SHORT EXERCISE |
Only the lines from the one containing "Spot the pine" to the end of the entries should be written out, each exactly as it stands, both ends included.

RAW RECORDS |
____________

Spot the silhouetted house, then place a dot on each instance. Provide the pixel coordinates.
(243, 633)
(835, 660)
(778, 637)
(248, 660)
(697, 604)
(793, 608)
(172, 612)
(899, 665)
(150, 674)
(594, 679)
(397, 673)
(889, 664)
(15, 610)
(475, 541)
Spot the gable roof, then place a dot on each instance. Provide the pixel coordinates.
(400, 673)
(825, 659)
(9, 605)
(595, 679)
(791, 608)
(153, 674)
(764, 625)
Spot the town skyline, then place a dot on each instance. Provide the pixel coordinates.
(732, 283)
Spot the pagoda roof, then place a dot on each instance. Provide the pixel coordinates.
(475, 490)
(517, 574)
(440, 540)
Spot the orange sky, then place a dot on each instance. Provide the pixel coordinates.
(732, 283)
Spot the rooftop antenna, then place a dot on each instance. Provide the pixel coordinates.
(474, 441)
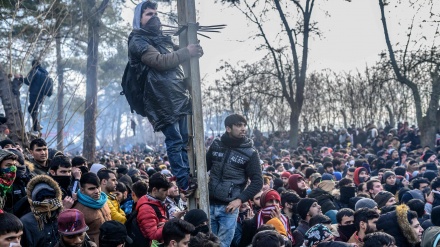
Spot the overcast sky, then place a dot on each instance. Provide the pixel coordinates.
(352, 34)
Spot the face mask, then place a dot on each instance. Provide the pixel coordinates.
(347, 230)
(63, 181)
(21, 171)
(203, 229)
(84, 169)
(7, 177)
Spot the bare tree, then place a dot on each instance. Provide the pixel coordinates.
(410, 61)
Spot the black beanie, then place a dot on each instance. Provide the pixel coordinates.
(382, 198)
(304, 206)
(428, 155)
(6, 142)
(435, 216)
(196, 217)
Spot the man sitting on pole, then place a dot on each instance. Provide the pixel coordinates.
(166, 99)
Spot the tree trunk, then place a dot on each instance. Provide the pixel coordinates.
(60, 96)
(13, 112)
(390, 115)
(429, 122)
(93, 18)
(294, 126)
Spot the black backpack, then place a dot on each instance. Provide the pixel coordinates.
(47, 87)
(133, 88)
(133, 230)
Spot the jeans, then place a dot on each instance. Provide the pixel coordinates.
(34, 105)
(223, 224)
(176, 140)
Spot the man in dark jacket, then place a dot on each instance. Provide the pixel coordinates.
(232, 161)
(36, 80)
(40, 225)
(166, 99)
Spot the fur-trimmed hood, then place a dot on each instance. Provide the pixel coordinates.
(43, 179)
(402, 231)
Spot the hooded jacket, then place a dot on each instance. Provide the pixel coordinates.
(231, 163)
(325, 199)
(431, 237)
(397, 225)
(356, 178)
(148, 219)
(156, 69)
(293, 185)
(32, 236)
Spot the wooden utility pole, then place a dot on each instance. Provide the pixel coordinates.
(186, 11)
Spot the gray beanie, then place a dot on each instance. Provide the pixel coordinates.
(365, 203)
(41, 190)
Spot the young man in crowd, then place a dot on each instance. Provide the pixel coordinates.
(365, 222)
(40, 154)
(92, 202)
(11, 230)
(72, 229)
(233, 162)
(108, 185)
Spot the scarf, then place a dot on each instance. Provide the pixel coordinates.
(45, 210)
(7, 177)
(90, 202)
(265, 215)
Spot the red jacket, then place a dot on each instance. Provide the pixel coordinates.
(147, 218)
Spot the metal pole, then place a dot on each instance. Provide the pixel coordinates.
(187, 16)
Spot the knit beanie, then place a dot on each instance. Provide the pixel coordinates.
(285, 175)
(96, 167)
(337, 175)
(435, 216)
(365, 203)
(428, 155)
(316, 234)
(41, 191)
(430, 175)
(6, 142)
(327, 176)
(386, 175)
(279, 227)
(269, 195)
(196, 217)
(304, 206)
(382, 198)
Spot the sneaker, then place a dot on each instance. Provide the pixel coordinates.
(191, 187)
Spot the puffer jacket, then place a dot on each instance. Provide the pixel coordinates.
(397, 225)
(94, 219)
(35, 80)
(325, 199)
(165, 95)
(115, 209)
(148, 219)
(32, 235)
(231, 163)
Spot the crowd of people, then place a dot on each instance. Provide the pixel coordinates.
(353, 186)
(381, 193)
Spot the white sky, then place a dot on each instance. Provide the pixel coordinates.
(352, 34)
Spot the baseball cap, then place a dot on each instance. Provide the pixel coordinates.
(112, 231)
(71, 222)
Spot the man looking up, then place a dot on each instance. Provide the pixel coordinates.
(232, 161)
(108, 185)
(365, 222)
(169, 101)
(40, 153)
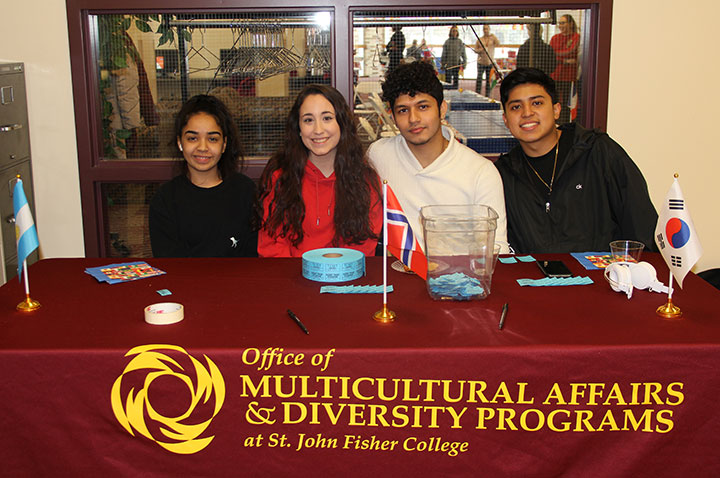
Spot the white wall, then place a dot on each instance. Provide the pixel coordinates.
(662, 107)
(35, 32)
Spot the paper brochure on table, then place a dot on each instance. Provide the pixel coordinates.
(598, 260)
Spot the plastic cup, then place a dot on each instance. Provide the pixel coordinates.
(626, 251)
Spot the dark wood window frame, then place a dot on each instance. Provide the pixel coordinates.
(94, 171)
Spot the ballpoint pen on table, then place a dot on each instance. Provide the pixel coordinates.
(297, 321)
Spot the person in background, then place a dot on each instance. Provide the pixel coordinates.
(206, 211)
(567, 189)
(319, 190)
(485, 62)
(425, 164)
(535, 53)
(567, 46)
(414, 52)
(453, 57)
(395, 48)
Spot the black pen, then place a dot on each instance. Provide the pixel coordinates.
(503, 314)
(297, 321)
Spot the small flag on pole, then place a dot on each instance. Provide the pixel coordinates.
(675, 234)
(401, 241)
(25, 231)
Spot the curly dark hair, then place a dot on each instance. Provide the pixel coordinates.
(355, 178)
(232, 159)
(410, 79)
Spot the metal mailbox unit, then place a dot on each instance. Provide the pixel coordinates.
(14, 160)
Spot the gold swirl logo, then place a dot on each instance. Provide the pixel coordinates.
(180, 430)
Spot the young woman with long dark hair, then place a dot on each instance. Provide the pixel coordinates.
(206, 211)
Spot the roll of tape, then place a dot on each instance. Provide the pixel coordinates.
(333, 264)
(165, 313)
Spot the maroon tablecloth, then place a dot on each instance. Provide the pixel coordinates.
(581, 381)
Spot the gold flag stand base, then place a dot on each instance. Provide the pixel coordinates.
(385, 316)
(28, 305)
(669, 310)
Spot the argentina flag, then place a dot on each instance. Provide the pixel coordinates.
(675, 234)
(25, 232)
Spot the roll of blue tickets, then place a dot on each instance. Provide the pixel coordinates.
(333, 264)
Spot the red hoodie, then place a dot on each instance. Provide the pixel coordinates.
(318, 194)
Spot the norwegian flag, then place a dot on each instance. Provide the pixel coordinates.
(401, 241)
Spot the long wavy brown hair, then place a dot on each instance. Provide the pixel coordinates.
(355, 178)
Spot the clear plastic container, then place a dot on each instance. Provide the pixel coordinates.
(461, 250)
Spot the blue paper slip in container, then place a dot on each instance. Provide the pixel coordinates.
(333, 264)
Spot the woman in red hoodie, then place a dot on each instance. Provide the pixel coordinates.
(319, 189)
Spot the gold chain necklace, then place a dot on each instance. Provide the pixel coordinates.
(552, 178)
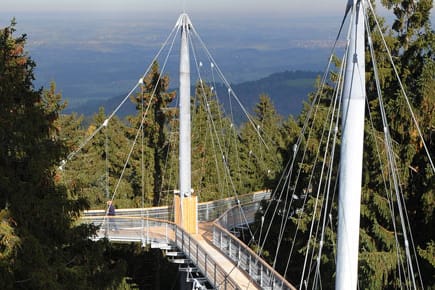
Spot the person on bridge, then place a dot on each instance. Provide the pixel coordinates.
(111, 213)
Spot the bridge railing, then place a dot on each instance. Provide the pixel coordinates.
(207, 211)
(149, 231)
(246, 259)
(214, 273)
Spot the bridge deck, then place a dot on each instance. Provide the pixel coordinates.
(204, 238)
(221, 258)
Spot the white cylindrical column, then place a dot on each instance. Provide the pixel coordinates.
(353, 107)
(185, 146)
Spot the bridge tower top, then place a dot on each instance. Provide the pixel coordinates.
(185, 202)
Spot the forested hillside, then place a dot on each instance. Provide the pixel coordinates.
(288, 90)
(133, 158)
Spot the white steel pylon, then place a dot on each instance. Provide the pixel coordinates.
(353, 106)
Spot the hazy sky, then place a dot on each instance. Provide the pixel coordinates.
(246, 6)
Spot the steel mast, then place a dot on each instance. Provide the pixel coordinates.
(353, 106)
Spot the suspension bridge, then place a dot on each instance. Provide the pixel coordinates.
(214, 256)
(203, 237)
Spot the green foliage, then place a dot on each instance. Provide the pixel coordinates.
(40, 246)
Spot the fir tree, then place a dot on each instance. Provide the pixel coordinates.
(46, 251)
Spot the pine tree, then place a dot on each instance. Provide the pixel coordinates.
(45, 250)
(261, 146)
(154, 101)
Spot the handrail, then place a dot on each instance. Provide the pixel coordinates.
(245, 257)
(157, 231)
(214, 273)
(207, 211)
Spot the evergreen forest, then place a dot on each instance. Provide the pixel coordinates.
(47, 178)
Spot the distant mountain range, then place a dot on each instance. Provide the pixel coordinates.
(288, 90)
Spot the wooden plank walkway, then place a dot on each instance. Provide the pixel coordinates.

____________

EXERCISE ANSWER |
Spot the pine tree, then place a dot on each instance. Provide the pixel coordinates.
(45, 250)
(261, 146)
(154, 101)
Spot the handrail, then place a dot on each instance. Provide the pixel coordinates.
(245, 257)
(157, 231)
(214, 273)
(207, 211)
Spot the evergreen forest, then place a dot on each instance. Provide the pixel coordinates.
(47, 178)
Spot the distant mountain range, then place a dot on each instance. Provide the pixel coordinates.
(288, 90)
Spot the wooden plank walkway, then place a dot on each instance. Provide the pixel coordinates.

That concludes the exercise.